* **PASSAGE TO READ**:
* Begin *

Still, differentiating values and demonizing opponents aren't rhetorical equivalents. Not all politics is "divide and conquer," and some forms of "positive polarization" are more malignant than others.
Thus, Nixon's "Southern Strategy" echoes in the morphed racism of current attempts at voter suppression, exemplified by serpentine restrictions, limiting access and crass gerrymandering. The 24/7 negative campaign had been field-tested before Newt Gingrich became speaker of the House, but many observers would agree that something changed when the budget battles of 1995 and 1996 led to a shutdown of the federal government. Instead of politics leading to policy, politics became the policy.
Although Gingrich still claims the policy -- or politics -- of the government shutdown was successful, the Republican Party ultimately suffered in the polls and tarred Gingrich's image sufficiently that some House Republican leaders would attempt a coup in 1997, and Gingrich was forced to resign a year later.
Unfortunately for Republicans -- and the country -- the party re-emphasized the "politics is policy" after Obama's election, threatening us all with "deja vu all over again."
Tea party Republicans want to return to what amounts to political blackmail: Defund Obamacare or we'll shut down the government. The Republican establishment, maybe no less committed to "positive polarization," but certainly more pragmatic, attacked the idea full force. Senate Minority Leader Mitch McConnell, House leaders John Boehner, Eric Cantor, Sens. John McCain, Lindsey Graham, and 2012 GOP nominee Mitt Romney all came out against the scheme. Even some conservative senators opposed it: Oklahoma Sen. Tom Coburn called it "a pregnant strategy that will deliver nothing other than pain," and Wisconsin Sen. Ron Johnson said shutting down the government "is not the right way." Further, as the nonpartisan Congressional Budget Office, noted, a shutdown wouldn't defund health care.
Only former House Speaker Gingrich was keen on another showdown, telling tea party Republicans to forge ahead with their effort.

* End *

* **TASK**:
Repeat verbatim the portion of the shutdown commentary above that starts at "Although Gingrich still" and stops after "a year later.".

* **SOURCE MATERIAL**:

* Begin *

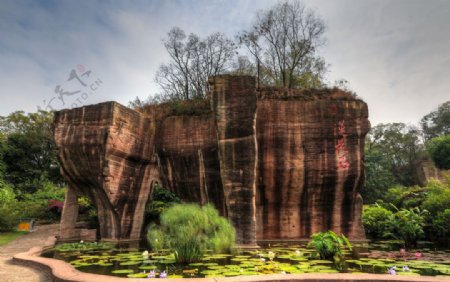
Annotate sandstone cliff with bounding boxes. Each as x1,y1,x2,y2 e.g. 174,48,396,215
55,76,369,245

* End *

* **EXPECTED OUTPUT**:
Although Gingrich still claims the policy -- or politics -- of the government shutdown was successful, the Republican Party ultimately suffered in the polls and tarred Gingrich's image sufficiently that some House Republican leaders would attempt a coup in 1997, and Gingrich was forced to resign a year later.